EXTRACT TO READ:
· · ·
Survivors struggle a year after factory collapse

Survivors struggle a year after factory collapse

The Financial Times

A year ago, Akhter Lucky, 25, was a Bangladeshi stay-at-home mother while her husband, Ashraful Islam, 30, earned about $58 a month as a line manager in a garment factory. That ended on April 24, when Rana Plaza -- the multi-storey building housing Islam's factory -- collapsed, with about 3,600 garment workers making clothes for western brands inside.
Today, Lucky herself goes out to work, earning $77 a month making clothes for brands like Gap, Zara and Tommy Hilfiger, while neighbours care for her four-year-old son. Islam -- who was dragged from the Rana Plaza wreckage, but has no memory of the disaster or days that followed -- stays at home, wrestling with migraines and nausea.
“It's difficult to support us all as I also have to cook and look after my son,” Lucky says. Conditions at her new workplace owned by the Standard Group, one of Bangladesh's largest manufacturers -- whose buyers support new western initiatives to improve factory safety, are better than at Rana Plaza, but, she says: “I am constantly afraid.”
More than 1,100 people, many their families' sole breadwinners, were killed at Rana Plaza, one of the most lethal industrial accidents in history. But most of the 2,400 survivors -- many of whom were trapped in wreckage, surrounded by corpses before they were rescued – also suffered crippling physical injuries and emotional trauma, impairing their ability to work.
A year later, most families of the dead and injured remain under severe financial strain, with just a fraction of the surviving workers back in paid employment.
“They are having so much difficulty buying food, paying rent, paying debt, or even going back to doctors,” said Farah Kabir, Bangladesh country director of the charity ActionAid, which is monitoring survivors. “A lot of them are still traumatised. Unless you were there on that day, you can't understand what a nightmare it was.”
In the aftermath of the catastrophe, some western brands -- under fire for using Bangladeshi companies that ordered workers back into a doomed building even after large cracks appeared -- publicly promised to help the victims.
Today, however, the Rana Plaza Arrangement -- a groundbreaking multi-donor trust fund set up with International Labour Organisation participation -- has just a fraction of an estimated $40m required to compensate victims for medical expenses and lost wages, in line with international standards.
Just half of the western companies that patronised factories in Rana Plaza – including Walmart, Inditex, Kik, Loblaw and Mango – have donated, and critics argue their contributions, mostly ranging from $500,000 to $1m per company, are too small.
· · ·
Saved entries
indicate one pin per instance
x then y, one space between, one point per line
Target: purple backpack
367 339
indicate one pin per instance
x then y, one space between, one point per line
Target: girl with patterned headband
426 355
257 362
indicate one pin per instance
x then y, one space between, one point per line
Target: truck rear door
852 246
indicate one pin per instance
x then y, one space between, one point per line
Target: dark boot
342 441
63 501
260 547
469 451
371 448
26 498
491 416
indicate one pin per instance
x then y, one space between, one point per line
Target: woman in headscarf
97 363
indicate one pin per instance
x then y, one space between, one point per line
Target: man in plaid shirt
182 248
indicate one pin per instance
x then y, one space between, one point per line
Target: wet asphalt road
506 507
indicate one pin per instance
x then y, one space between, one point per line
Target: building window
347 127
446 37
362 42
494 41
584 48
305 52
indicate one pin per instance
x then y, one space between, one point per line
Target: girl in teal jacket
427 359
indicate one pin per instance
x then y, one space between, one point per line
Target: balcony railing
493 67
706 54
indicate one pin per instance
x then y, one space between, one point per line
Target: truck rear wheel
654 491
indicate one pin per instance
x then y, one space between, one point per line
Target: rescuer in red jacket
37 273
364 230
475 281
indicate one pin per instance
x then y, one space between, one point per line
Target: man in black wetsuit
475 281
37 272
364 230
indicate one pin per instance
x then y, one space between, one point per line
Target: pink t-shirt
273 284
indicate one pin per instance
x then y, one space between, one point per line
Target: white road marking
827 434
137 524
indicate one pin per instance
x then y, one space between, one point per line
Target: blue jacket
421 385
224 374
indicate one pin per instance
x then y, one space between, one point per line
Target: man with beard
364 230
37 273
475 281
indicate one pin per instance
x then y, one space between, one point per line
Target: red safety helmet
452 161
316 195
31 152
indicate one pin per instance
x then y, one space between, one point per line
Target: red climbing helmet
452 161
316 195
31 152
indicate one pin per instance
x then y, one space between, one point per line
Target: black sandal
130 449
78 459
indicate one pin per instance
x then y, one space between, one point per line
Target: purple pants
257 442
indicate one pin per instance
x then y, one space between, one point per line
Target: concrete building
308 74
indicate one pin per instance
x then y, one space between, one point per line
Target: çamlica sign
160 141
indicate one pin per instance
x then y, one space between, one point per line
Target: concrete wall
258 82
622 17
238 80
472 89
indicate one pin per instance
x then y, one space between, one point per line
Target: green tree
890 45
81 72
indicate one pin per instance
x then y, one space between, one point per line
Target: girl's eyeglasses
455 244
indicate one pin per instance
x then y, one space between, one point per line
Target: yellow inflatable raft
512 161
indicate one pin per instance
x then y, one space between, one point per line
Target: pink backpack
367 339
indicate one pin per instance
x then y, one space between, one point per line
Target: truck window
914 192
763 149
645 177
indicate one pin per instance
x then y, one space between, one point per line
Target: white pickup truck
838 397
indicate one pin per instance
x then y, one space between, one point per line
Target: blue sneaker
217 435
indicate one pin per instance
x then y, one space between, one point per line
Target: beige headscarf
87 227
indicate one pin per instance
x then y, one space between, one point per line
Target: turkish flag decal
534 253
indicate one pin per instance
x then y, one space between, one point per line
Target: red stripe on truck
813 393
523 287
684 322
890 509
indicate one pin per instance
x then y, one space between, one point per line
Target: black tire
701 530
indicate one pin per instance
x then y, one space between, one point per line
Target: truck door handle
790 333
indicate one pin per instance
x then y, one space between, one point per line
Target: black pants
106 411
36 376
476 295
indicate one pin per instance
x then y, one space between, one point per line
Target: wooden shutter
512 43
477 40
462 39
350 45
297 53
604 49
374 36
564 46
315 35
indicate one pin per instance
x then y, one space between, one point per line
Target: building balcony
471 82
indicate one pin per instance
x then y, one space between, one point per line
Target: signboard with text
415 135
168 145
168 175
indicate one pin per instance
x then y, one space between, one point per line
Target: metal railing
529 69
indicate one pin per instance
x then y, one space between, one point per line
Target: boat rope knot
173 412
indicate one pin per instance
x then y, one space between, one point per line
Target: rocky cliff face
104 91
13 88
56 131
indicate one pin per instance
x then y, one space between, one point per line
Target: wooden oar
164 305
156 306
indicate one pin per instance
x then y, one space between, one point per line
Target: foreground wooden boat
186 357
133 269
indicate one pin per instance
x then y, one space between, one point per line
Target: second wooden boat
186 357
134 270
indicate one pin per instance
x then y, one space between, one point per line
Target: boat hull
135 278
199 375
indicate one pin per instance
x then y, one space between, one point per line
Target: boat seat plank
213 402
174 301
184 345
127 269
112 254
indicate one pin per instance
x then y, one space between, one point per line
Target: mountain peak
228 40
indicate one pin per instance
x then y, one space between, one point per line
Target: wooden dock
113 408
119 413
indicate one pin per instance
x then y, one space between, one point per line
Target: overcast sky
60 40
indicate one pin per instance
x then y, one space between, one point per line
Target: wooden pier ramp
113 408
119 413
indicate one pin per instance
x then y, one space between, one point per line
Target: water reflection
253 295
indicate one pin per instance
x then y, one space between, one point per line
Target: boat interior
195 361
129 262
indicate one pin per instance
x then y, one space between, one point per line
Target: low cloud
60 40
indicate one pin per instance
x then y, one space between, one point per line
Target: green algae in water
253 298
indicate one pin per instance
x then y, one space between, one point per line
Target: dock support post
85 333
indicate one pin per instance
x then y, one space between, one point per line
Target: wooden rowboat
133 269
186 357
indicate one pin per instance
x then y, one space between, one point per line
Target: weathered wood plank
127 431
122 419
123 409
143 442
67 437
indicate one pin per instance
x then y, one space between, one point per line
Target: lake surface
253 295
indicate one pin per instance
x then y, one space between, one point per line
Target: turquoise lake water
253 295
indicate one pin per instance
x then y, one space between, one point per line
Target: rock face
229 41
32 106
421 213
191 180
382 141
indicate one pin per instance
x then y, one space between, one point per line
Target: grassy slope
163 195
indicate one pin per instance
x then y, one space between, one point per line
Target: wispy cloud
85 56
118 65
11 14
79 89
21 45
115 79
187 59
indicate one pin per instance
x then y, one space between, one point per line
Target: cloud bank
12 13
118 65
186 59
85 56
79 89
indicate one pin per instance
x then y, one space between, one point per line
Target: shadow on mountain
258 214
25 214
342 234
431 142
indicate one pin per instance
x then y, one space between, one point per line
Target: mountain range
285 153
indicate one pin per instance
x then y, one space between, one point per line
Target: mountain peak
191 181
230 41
· · ·
EXERCISE OBJECTIVE: From the article on the Rana Plaza survivors, copy the passage starting with "A year ago, Akhter" and going on through "migraines and nausea.". The lines above have no role here.

EXPECTED ANSWER:
A year ago, Akhter Lucky, 25, was a Bangladeshi stay-at-home mother while her husband, Ashraful Islam, 30, earned about $58 a month as a line manager in a garment factory. That ended on April 24, when Rana Plaza -- the multi-storey building housing Islam's factory -- collapsed, with about 3,600 garment workers making clothes for western brands inside.
Today, Lucky herself goes out to work, earning $77 a month making clothes for brands like Gap, Zara and Tommy Hilfiger, while neighbours care for her four-year-old son. Islam -- who was dragged from the Rana Plaza wreckage, but has no memory of the disaster or days that followed -- stays at home, wrestling with migraines and nausea.